Tarefa A:
Reproduza palavra por palavra o texto sobre tradições culturais e cachorros, do começo ao fim.

Página:
____

Uma vez que o Brasil vem recebendo chineses desde o Império, acentuando-se a imigração a partir de 1950, tendo atualmente cerca de 200 mil pessoas incorporadas à sua população, poderiam os sinobrasileiros exercer no país seus costumes tradicionais, como cozinhar cachorros vivos?

Seria possível, ainda, que qualquer comunidade de brasileiros desenvolvesse uma nova forma de manifestação cultural, consistente em se correr atrás de cachorros, apanhá-los pela cauda e atirá-los no chão? O ordenamento jurídico brasileiro protegeria essa nova manifestação cultural que – a título exemplificativo – poderia ser chamada de “cachorrada”?

A resposta para ambas as indagações é negativa.

____

Registros de um conjunto de marcação de pontos:
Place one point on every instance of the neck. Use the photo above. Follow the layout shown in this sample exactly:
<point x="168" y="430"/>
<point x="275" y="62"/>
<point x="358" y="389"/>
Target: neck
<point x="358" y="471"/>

____

Tarefa B:
Reescreva todas as linhas das entradas acima, incluindo os pedidos, e some -48 a cada coordenada dos pontos dados como resposta.

Resposta certa A:
Uma vez que o Brasil vem recebendo chineses desde o Império, acentuando-se a imigração a partir de 1950, tendo atualmente cerca de 200 mil pessoas incorporadas à sua população, poderiam os sinobrasileiros exercer no país seus costumes tradicionais, como cozinhar cachorros vivos?

Seria possível, ainda, que qualquer comunidade de brasileiros desenvolvesse uma nova forma de manifestação cultural, consistente em se correr atrás de cachorros, apanhá-los pela cauda e atirá-los no chão? O ordenamento jurídico brasileiro protegeria essa nova manifestação cultural que – a título exemplificativo – poderia ser chamada de “cachorrada”?

A resposta para ambas as indagações é negativa.

Resposta certa B:
Place one point on every instance of the neck. Use the photo above. Follow the layout shown in this sample exactly:
<point x="168" y="430"/>
<point x="275" y="62"/>
<point x="358" y="389"/>
Target: neck
<point x="310" y="423"/>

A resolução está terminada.